# [WHAT THE EXERCISE ASKS]
Write each entry out once more, please, precisely as shown.

[Natural language region descriptions]
————
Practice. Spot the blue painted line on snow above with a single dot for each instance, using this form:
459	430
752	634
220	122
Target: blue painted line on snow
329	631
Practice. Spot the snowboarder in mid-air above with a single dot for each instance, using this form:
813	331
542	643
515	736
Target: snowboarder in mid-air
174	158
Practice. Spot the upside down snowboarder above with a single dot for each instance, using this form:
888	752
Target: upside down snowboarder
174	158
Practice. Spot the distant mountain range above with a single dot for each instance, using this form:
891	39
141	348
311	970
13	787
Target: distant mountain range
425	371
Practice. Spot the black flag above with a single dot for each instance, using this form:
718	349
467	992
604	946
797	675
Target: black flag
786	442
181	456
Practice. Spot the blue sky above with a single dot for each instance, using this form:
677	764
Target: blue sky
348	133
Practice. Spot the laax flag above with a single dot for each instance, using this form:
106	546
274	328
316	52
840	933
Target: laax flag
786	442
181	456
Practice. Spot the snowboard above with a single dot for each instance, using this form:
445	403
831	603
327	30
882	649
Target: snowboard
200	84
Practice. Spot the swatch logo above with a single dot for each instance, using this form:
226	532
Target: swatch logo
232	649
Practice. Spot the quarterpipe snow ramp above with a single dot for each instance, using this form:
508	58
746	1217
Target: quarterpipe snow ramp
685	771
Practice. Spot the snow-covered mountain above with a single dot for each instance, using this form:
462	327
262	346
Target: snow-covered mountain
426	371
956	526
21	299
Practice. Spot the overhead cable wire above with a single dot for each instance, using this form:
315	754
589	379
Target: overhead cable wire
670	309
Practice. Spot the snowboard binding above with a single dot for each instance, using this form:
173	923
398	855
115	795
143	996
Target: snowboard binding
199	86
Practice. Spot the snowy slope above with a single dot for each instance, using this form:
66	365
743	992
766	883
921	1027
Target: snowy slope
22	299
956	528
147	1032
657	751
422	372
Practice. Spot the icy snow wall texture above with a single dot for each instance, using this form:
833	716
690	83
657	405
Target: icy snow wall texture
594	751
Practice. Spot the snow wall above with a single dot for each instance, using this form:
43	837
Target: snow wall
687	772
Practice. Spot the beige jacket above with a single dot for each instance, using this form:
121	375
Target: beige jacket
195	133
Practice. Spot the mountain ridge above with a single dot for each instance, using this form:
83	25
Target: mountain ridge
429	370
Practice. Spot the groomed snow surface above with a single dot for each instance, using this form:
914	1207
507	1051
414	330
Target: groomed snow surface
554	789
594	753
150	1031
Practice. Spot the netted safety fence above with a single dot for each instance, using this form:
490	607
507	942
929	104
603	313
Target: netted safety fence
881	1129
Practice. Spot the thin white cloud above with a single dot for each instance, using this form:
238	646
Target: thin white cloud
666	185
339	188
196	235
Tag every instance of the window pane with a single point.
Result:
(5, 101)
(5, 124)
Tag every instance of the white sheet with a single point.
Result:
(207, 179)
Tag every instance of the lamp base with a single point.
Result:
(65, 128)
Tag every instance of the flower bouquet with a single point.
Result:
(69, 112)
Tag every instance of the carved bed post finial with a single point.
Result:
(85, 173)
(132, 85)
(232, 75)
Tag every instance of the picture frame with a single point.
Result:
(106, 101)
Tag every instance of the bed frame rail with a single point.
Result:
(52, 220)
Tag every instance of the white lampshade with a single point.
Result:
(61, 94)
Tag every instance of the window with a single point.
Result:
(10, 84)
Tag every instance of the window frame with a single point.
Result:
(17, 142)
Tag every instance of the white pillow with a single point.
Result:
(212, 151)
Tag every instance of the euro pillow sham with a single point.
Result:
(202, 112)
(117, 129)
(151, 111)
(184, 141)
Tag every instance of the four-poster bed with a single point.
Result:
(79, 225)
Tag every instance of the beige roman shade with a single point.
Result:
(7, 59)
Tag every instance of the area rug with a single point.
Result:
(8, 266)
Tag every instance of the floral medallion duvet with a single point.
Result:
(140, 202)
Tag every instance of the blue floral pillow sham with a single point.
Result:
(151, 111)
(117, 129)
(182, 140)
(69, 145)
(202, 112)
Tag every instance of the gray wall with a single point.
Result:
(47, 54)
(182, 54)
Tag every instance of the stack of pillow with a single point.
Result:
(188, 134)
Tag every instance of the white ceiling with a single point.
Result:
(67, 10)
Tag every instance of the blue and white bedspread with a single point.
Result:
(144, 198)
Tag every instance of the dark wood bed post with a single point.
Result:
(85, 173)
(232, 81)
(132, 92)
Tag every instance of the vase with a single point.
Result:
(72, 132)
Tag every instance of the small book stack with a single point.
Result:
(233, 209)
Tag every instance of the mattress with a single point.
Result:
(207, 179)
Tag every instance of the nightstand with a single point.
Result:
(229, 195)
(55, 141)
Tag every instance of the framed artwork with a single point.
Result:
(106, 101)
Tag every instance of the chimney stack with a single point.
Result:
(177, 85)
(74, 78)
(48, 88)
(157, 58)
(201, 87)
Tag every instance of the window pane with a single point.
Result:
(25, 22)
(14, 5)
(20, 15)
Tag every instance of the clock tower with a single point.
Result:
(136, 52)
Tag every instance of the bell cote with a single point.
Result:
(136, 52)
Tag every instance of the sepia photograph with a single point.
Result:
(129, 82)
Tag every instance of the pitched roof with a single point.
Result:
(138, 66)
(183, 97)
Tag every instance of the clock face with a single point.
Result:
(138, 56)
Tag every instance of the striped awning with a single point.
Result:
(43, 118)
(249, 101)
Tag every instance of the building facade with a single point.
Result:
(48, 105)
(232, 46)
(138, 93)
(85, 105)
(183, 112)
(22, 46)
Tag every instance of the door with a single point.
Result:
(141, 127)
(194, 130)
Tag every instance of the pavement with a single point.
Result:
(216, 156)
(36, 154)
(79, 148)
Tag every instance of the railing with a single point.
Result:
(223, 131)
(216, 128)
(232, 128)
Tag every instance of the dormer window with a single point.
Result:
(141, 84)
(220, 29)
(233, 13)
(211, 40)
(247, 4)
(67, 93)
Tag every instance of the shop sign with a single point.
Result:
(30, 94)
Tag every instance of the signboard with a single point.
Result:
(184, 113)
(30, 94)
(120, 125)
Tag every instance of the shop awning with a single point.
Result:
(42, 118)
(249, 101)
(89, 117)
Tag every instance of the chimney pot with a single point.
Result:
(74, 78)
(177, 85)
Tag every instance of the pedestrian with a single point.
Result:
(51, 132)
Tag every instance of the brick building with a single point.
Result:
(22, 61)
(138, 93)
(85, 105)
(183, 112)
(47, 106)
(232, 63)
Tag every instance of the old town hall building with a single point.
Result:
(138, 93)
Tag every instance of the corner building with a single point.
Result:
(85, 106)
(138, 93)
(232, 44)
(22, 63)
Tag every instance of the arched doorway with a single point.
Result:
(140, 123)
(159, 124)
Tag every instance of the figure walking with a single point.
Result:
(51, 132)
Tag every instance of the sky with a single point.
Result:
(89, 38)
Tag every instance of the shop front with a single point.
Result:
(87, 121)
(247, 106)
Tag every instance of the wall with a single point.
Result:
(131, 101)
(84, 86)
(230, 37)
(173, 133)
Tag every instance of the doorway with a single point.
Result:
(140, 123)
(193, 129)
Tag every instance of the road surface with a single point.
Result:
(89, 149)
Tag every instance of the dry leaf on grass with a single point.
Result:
————
# [TASK RESPONSE]
Practice. Spot the blue painted line on snow above with a single dot for each instance, using this form:
459	430
752	634
220	122
Target: blue painted line on snow
329	631
Practice. Spot the snowboarder in mid-air above with a single dot for each instance, using this form:
813	331
542	643
515	736
Target: snowboarder in mid-air
174	158
Practice. Spot the upside down snowboarder above with a single dot for each instance, using this form:
888	752
Target: upside down snowboarder
174	158
Practice. Spot the distant mountain range above with a single dot for each instance, using this form:
891	39
141	348
311	970
13	787
Target: distant mountain range
425	371
Practice. Spot the black flag above with a single dot for each instance, using this form:
718	349
467	992
604	946
797	675
Target: black flag
786	442
181	456
Practice. Spot the blue sky above with a single dot for each instance, using this form:
677	764
Target: blue sky
348	133
Practice. Spot the laax flag above with a single dot for each instance, using this form:
106	546
274	328
316	52
840	933
Target: laax flag
786	442
181	456
Practice. Spot the snowboard above with a single dot for each instance, using this form:
445	403
831	603
327	30
882	649
Target: snowboard
200	84
Practice. Spot the swatch logo above with a single dot for each instance, using this form:
226	532
Target: swatch logo
232	649
Practice. Spot the quarterpipe snow ramp above with a single dot for each instance, using this form:
508	58
746	1217
Target: quarterpipe snow ramp
685	771
Practice. Spot the snow-covered mountain above with a single dot for each instance, using this form:
462	327
262	346
Target: snow-covered mountain
426	371
956	526
21	299
Practice. Spot the overhead cable wire above with a single dot for each instance, using this form:
315	754
589	379
Target: overhead cable wire
670	309
Practice. Spot the snowboard binding above with a single dot for each instance, using this form:
173	923
398	855
115	795
143	996
Target: snowboard binding
199	86
Practice. Spot the snowy slope above with a single dot for each instance, using this form:
66	365
743	992
766	883
921	1027
Target: snowy slope
22	299
956	528
147	1032
657	751
422	372
Practice. Spot the icy snow wall texture above with a single dot for each instance, using this form:
833	716
690	83
657	405
Target: icy snow wall texture
594	751
Practice. Spot the snow wall above with a single dot for each instance, using this form:
43	837
Target: snow wall
687	772
Practice. Spot the beige jacket above with a single dot for each instance, using this form:
121	375
Target: beige jacket
195	133
Practice. Spot the mountain ridge above with a single dot for each instance, using this form:
83	25
Target: mountain ridge
429	370
Practice. Spot the groomed snow surface above with a single dot for each instance, using this form:
914	1207
507	1051
414	330
Target: groomed snow surface
554	789
594	753
150	1031
Practice. Spot the netted safety fence above with a single dot for each instance, using this form:
490	607
507	942
929	104
603	313
Target: netted safety fence
881	1129
Practice. Spot the thin white cloud above with a single dot for each instance, using this form:
238	646
Target: thin white cloud
666	185
339	188
196	235
Tag every instance of the window pane with a single point.
Result:
(5, 101)
(5, 124)
Tag every instance of the white sheet with a single point.
Result:
(207, 179)
Tag every instance of the lamp base with a single point.
Result:
(65, 128)
Tag every instance of the flower bouquet with a single point.
Result:
(69, 112)
Tag every instance of the carved bed post finial with a single point.
Result:
(85, 173)
(132, 85)
(232, 75)
Tag every instance of the picture frame with a single point.
Result:
(106, 101)
Tag every instance of the bed frame rail with a single point.
Result:
(52, 220)
Tag every instance of the white lampshade with a single point.
Result:
(61, 94)
Tag every instance of the window with a single point.
Result:
(10, 84)
Tag every instance of the window frame with a single point.
Result:
(17, 142)
Tag every instance of the white pillow with a single point.
Result:
(212, 151)
Tag every instance of the euro pillow sham with a single point.
Result:
(202, 112)
(117, 129)
(151, 111)
(184, 141)
Tag every instance of the four-poster bed with a single point.
Result:
(79, 225)
Tag every instance of the beige roman shade with a single point.
Result:
(7, 59)
Tag every instance of the area rug with a single point.
Result:
(8, 266)
Tag every instance of the floral medallion duvet with a single point.
Result:
(140, 202)
Tag every instance of the blue floral pillow sham with a single point.
Result:
(151, 111)
(117, 129)
(182, 140)
(69, 145)
(202, 112)
Tag every instance of the gray wall with a single point.
Result:
(47, 54)
(182, 54)
Tag every instance of the stack of pillow with a single point.
Result:
(188, 134)
Tag every instance of the white ceiling with a single point.
Result:
(67, 10)
Tag every instance of the blue and white bedspread with a single point.
Result:
(144, 198)
Tag every instance of the dark wood bed post with a single point.
Result:
(85, 173)
(232, 81)
(132, 92)
Tag every instance of the vase with a single point.
Result:
(72, 132)
Tag every instance of the small book stack with a single point.
Result:
(233, 209)
Tag every instance of the mattress with a single point.
Result:
(207, 179)
Tag every instance of the nightstand with a single point.
Result:
(229, 195)
(55, 141)
Tag every instance of the framed artwork with a single point.
Result:
(106, 101)
Tag every instance of the chimney stack with a single point.
Result:
(177, 85)
(74, 78)
(48, 88)
(157, 58)
(201, 87)
Tag every instance of the window pane with a single point.
Result:
(25, 22)
(14, 5)
(20, 15)
Tag every instance of the clock tower with a single point.
Result:
(136, 52)
Tag every instance of the bell cote with a single point.
Result:
(136, 52)
Tag every instance of the sepia photograph with a single point.
Result:
(129, 82)
Tag every instance of the pitched roof with a single point.
Result:
(138, 66)
(183, 97)
Tag every instance of the clock face with a single point.
Result:
(138, 56)
Tag every instance of the striped awning with a single point.
Result:
(43, 118)
(249, 101)
Tag every instance of the building facade with a single point.
Result:
(48, 105)
(232, 46)
(138, 93)
(85, 105)
(183, 112)
(22, 46)
Tag every instance of the door with a single point.
Result:
(141, 127)
(194, 130)
Tag every instance of the pavement with a single point.
Result:
(216, 156)
(36, 154)
(79, 148)
Tag every instance of the railing with a single point.
Result:
(223, 131)
(216, 128)
(232, 128)
Tag every instance of the dormer window with a single point.
Result:
(141, 84)
(220, 29)
(233, 13)
(211, 40)
(247, 4)
(67, 93)
Tag every instance of the shop sign with a single point.
Result:
(30, 94)
Tag every instance of the signboard with a single point.
Result:
(184, 113)
(30, 94)
(120, 125)
Tag every instance of the shop awning with a single point.
Result:
(42, 118)
(249, 101)
(89, 117)
Tag every instance of the chimney pot with a single point.
Result:
(74, 78)
(177, 85)
Tag every instance of the pedestrian with a single point.
Result:
(51, 132)
Tag every instance of the brick building with a single point.
Result:
(22, 61)
(138, 93)
(85, 105)
(183, 112)
(47, 106)
(232, 63)
Tag every instance of the old town hall building with a single point.
Result:
(138, 93)
Tag every instance of the corner building with a single point.
Result:
(85, 106)
(138, 93)
(232, 44)
(22, 63)
Tag every instance of the arched doorway with a single point.
Result:
(140, 123)
(159, 124)
Tag every instance of the figure walking with a single point.
Result:
(51, 132)
Tag every instance of the sky with a single point.
Result:
(89, 38)
Tag every instance of the shop front with a single point.
Result:
(87, 121)
(247, 106)
Tag every instance of the wall with a single point.
Result:
(131, 101)
(84, 86)
(230, 37)
(173, 133)
Tag every instance of the doorway with a single point.
Result:
(140, 123)
(193, 129)
Tag every instance of the road surface with a single point.
Result:
(89, 149)
Tag every instance of the dry leaf on grass with a single point.
Result:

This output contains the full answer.